WORK INSTRUCTION:
Copy out the records that appear below, exactly as each one reads.

DATA SUPPLIED:
◆ ◆ ◆

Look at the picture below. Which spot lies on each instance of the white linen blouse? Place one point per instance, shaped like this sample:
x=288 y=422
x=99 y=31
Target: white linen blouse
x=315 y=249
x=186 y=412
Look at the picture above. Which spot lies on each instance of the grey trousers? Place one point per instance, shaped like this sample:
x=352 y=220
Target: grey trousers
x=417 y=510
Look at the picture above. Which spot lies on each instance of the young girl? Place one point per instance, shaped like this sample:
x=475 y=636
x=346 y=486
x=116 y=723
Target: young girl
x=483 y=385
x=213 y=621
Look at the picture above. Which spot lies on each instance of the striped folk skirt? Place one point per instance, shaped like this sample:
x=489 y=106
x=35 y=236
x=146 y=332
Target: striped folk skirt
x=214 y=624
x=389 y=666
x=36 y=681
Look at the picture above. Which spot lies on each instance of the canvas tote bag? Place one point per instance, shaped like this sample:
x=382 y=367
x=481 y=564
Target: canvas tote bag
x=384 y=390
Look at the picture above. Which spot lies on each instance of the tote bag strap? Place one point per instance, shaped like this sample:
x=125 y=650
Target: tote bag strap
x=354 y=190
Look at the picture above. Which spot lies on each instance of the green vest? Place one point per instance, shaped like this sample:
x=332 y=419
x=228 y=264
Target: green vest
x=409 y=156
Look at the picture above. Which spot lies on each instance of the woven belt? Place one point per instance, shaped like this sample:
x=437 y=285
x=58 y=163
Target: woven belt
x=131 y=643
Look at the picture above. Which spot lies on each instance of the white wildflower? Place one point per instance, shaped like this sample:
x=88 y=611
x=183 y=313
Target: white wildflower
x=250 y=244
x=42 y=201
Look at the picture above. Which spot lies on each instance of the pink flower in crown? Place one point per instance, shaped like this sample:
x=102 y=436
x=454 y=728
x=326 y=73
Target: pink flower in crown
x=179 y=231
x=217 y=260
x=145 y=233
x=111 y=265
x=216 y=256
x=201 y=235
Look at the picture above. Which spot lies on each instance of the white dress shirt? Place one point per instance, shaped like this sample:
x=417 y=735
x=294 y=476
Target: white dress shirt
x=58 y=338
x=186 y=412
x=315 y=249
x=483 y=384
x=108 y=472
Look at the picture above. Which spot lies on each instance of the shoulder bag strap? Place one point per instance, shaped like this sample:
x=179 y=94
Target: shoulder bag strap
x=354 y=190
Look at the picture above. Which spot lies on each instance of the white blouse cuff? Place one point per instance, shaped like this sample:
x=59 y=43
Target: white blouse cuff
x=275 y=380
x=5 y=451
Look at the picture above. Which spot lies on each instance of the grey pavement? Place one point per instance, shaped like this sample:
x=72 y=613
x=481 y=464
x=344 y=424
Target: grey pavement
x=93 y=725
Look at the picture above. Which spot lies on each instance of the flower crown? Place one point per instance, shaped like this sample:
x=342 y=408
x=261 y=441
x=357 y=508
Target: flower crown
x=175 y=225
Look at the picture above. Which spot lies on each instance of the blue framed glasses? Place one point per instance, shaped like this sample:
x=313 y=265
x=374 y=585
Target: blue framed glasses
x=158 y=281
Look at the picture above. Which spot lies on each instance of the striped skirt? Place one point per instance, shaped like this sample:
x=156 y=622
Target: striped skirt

◆ ◆ ◆

RESULT OF THIS TASK:
Look at the picture below. Which spot lies on each instance of the white linen blouse? Place one point per instance, shaped like this sample:
x=288 y=422
x=99 y=31
Target: white linen blouse
x=315 y=249
x=186 y=412
Look at the picture above. Which spot lies on each instance of the grey trousers? Place one point per instance, shaped like this sample:
x=352 y=220
Target: grey trousers
x=417 y=510
Look at the picture above. Which spot lies on each instance of the young girl? Place one point per instance, shaped like this sample:
x=475 y=636
x=346 y=486
x=116 y=723
Target: young girl
x=483 y=385
x=213 y=621
Look at the picture above. Which spot lies on each instance of the striped folk skirt? Place one point per instance, shaped like this sample:
x=489 y=106
x=35 y=236
x=146 y=332
Target: striped folk skirt
x=214 y=624
x=389 y=666
x=36 y=681
Look at the picture above. Which spot lies on each instance of the canvas tote bag? Place one point per instance, shaped like this sample:
x=382 y=367
x=481 y=564
Target: canvas tote bag
x=384 y=390
Look at the picture above. Which spot lies on each instance of the tote bag strap? Place one point per instance, shaped like this sample:
x=125 y=650
Target: tote bag strap
x=354 y=190
Look at the picture above. Which spot lies on each instance of the green vest? Place one point per instance, shaped like this sample:
x=332 y=419
x=228 y=264
Target: green vest
x=409 y=156
Look at the picture above. Which spot lies on each instance of the woven belt? Place one point per instance, shaped like this sample:
x=437 y=285
x=58 y=163
Target: woven belt
x=131 y=643
Look at the picture above. Which spot lies on each instance of the white wildflower? Place one point per instance, shaped like this sample:
x=88 y=611
x=183 y=313
Target: white wildflower
x=250 y=244
x=42 y=201
Look at the picture above. Which spot lies on each instance of the pink flower in crown? Place one point per instance, shaped like this sample:
x=102 y=436
x=454 y=728
x=326 y=73
Target: pink flower in crown
x=179 y=231
x=217 y=260
x=145 y=233
x=111 y=265
x=216 y=256
x=201 y=235
Look at the picture above. Which spot lies on each instance of the white dress shirt? Place one point per instance, shaped like this sample:
x=417 y=735
x=294 y=476
Target: white dress shirt
x=58 y=338
x=186 y=412
x=315 y=249
x=483 y=384
x=108 y=472
Look at the picture above. Which spot lies on each instance of the shoulder bag strap? Place one point per instance, shaped like this sample:
x=179 y=94
Target: shoulder bag strap
x=354 y=190
Look at the picture above. Which spot lies on each instance of the white blouse cuff? Place one point per instance, shaped like this sample:
x=59 y=43
Target: white blouse cuff
x=275 y=380
x=5 y=451
Look at the picture above. Which spot lies on each instance of the grey pavement? Place one point per instance, shaped like this sample:
x=72 y=613
x=481 y=464
x=344 y=424
Target: grey pavement
x=93 y=725
Look at the picture above. Which spot lies on each instance of the flower crown? Place one point per instance, shaped like this sample:
x=342 y=408
x=261 y=441
x=357 y=508
Target: flower crown
x=175 y=225
Look at the picture above. Which spot lies on each instance of the blue framed glasses? Place one point per instance, shaped like this sample:
x=313 y=265
x=374 y=585
Target: blue framed glasses
x=158 y=281
Look at the picture above. Which spot lies on each instance of the striped skirt? Place one point per instance, shaped like this sample:
x=156 y=622
Target: striped skirt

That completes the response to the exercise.